*Extracted data*.
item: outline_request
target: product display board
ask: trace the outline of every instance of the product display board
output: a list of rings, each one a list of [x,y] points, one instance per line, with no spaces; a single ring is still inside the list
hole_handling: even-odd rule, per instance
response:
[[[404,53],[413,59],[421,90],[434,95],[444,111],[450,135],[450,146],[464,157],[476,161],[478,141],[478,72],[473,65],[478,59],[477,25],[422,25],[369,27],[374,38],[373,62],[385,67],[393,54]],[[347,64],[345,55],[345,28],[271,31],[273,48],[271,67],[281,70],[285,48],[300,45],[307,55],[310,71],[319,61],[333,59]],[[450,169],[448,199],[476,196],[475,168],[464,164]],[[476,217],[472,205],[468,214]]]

*Set task*.
Render the records above as a two-column CSV with the columns "request" and "outline" and one row per record. Put the request text in "request" and its answer in "outline", each in a single quoted field with line breaks replaced by spaces.

*Exercise result*.
request,outline
"item: outline_request target: product display board ask: trace the outline of every instance of the product display board output: a list of rings, each one a list of [x,y] points, one instance per line, with no spaces; a single ring is still inside the list hole_handling: even-odd rule, per instance response:","[[[404,53],[413,59],[421,90],[434,95],[444,111],[450,135],[450,146],[464,157],[476,161],[478,141],[478,72],[473,65],[478,59],[477,25],[422,25],[369,27],[374,38],[373,62],[385,67],[393,54]],[[347,64],[345,55],[345,28],[271,31],[273,48],[271,67],[281,70],[285,48],[300,45],[307,55],[310,71],[319,61],[333,59]],[[450,169],[448,199],[476,196],[475,168],[464,164]],[[476,217],[472,205],[468,214]]]"